- _Written task 1_
From the backup services text, rewrite the stretch from "What characterizes modern" through "a backup image.", swapping in "essential workloads" wherever "critical workloads" appears.
- _Written task 2_
Answer these questions from the backup services text:
(a) What does it call the most effective strategy for preventing data loss?
(b) What do public cloud storage pools replace?
(c) What were the two tiers of an organization's typical backup strategy before cloud-based backup services?
- _Written task 3_
Summarize the backup services text in three sentences.

- _Quoted text_
────────

Backup services

Completed

Nothing strikes fear into the hearts of IT personnel more than data loss. The most effective strategy for preventing data loss is to back up the storage volumes, virtual machines, databases, and other systems that store data so that their data may be restored. Cloud service providers offer backup services for just this purpose. Generally speaking, these services can be used to back up data stored on-premises as well as data stored in the cloud, and backups may be geographically replicated and dispersed to guard against events resulting in loss of data in an entire data center or region of the globe.

The public cloud is a deliverer of fluid resources in high volume - not just large chunks of storage, but highly scalable storage pools. They are at least as versatile, and in some cases more so, than the backup storage systems and tape drives they're replacing. And they're giving organizations new opportunities to implement redundancies, failovers, and safety nets that many never could have afforded in the era when all assets were purchased out of working capital. Public cloud storage options fulfill a role that data centers have always desperately needed, but that had been difficult to obtain until recently.

Cloud-based backup services

What characterizes modern backup services offered by public cloud service providers (CSP) is the way they extend their customers' infrastructure. Prior to the advent of these services, an organization's typical backup strategy had two tiers: backing up data volumes that hosted databases and backing up virtual-machine images that hosted critical workloads. The theory behind backup was that when a system fault leads to a failure, that event takes down a server. The immediate course of action then becomes to restore the state of that server from a backup image.

────────

- _Data records_
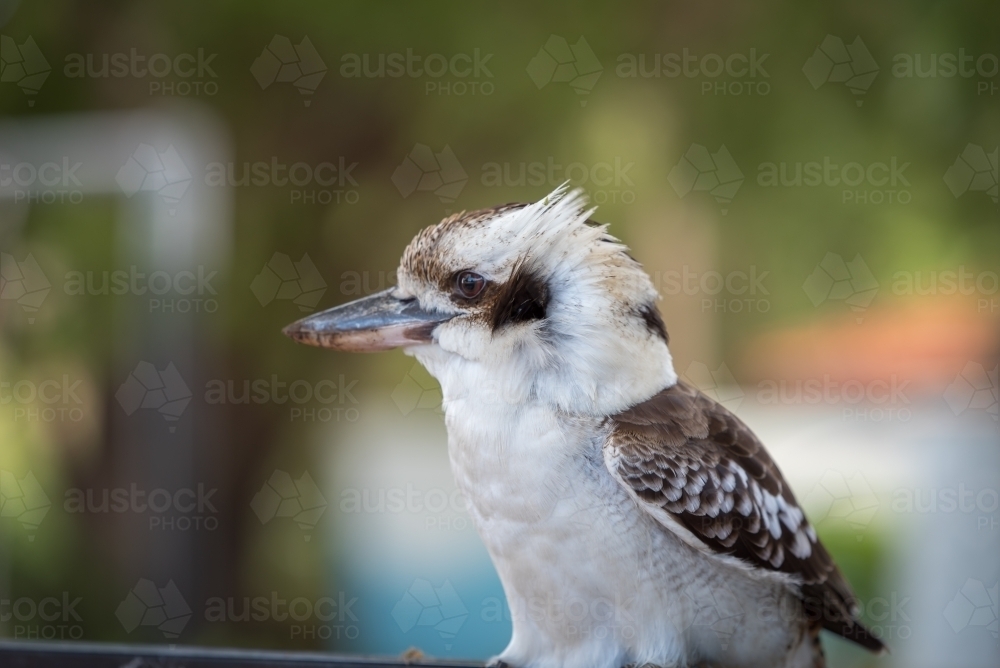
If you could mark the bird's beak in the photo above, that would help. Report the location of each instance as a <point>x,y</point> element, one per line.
<point>377,322</point>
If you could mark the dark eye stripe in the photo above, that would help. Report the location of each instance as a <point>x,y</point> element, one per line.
<point>524,297</point>
<point>469,284</point>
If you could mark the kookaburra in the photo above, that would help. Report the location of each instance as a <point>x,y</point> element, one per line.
<point>632,520</point>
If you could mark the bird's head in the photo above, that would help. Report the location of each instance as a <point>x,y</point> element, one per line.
<point>516,302</point>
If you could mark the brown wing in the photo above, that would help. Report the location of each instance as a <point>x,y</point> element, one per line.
<point>682,452</point>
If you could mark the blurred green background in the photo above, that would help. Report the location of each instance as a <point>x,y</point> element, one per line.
<point>654,110</point>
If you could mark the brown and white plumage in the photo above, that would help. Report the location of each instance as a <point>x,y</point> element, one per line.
<point>631,519</point>
<point>687,459</point>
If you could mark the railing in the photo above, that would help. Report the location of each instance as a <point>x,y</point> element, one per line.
<point>21,654</point>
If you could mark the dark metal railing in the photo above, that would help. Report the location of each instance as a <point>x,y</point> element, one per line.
<point>28,654</point>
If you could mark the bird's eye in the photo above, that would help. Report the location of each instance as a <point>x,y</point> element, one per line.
<point>469,284</point>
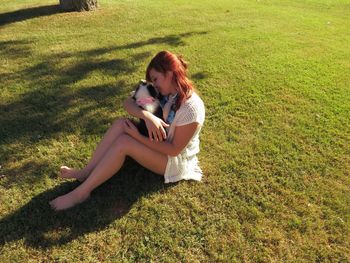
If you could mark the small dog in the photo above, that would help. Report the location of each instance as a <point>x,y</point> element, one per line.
<point>148,98</point>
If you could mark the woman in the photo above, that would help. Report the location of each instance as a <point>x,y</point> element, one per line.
<point>172,155</point>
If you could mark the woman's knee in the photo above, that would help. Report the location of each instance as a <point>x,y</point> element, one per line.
<point>118,126</point>
<point>124,143</point>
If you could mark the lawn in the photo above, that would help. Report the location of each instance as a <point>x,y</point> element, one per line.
<point>275,147</point>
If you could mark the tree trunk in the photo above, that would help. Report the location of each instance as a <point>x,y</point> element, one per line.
<point>78,5</point>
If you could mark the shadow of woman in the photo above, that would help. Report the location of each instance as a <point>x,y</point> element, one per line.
<point>28,13</point>
<point>41,227</point>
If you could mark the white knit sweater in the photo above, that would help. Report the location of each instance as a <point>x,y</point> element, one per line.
<point>185,165</point>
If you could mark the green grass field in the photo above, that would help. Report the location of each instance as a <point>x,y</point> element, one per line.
<point>275,148</point>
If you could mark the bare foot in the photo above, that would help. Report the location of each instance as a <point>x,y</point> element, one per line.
<point>69,173</point>
<point>68,200</point>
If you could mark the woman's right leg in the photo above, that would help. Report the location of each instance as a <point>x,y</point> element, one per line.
<point>111,135</point>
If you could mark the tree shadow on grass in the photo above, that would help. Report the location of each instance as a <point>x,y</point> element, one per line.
<point>28,13</point>
<point>41,227</point>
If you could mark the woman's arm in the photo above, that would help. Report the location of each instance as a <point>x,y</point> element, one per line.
<point>155,125</point>
<point>182,136</point>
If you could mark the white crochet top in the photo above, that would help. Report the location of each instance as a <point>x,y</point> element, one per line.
<point>185,165</point>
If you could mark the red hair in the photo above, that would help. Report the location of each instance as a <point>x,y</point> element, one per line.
<point>166,61</point>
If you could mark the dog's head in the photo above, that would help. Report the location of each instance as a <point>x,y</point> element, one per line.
<point>145,90</point>
<point>146,96</point>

────────

- _Worked solution 1_
What characterizes modern backup services offered by public cloud service providers (CSP) is the way they extend their customers' infrastructure. Prior to the advent of these services, an organization's typical backup strategy had two tiers: backing up data volumes that hosted databases and backing up virtual-machine images that hosted essential workloads. The theory behind backup was that when a system fault leads to a failure, that event takes down a server. The immediate course of action then becomes to restore the state of that server from a backup image.

- _Worked solution 2_
(a) Backing up the storage volumes, virtual machines, databases, and other systems that store data so that their data may be restored.
(b) Backup storage systems and tape drives.
(c) Backing up data volumes that hosted databases and backing up virtual-machine images that hosted critical workloads.

- _Worked solution 3_
Cloud service providers offer backup services that can protect both on-premises and cloud data, and they can replicate and disperse backups geographically to guard against losing an entire data center or region. Public cloud storage provides highly scalable pools that are at least as versatile as the backup storage systems and tape drives they replace, and it gives organizations redundancies and failovers that many could not previously afford. These modern services extend customers' infrastructure beyond the earlier two-tier strategy of backing up data volumes and virtual-machine images so that a failed server could be restored.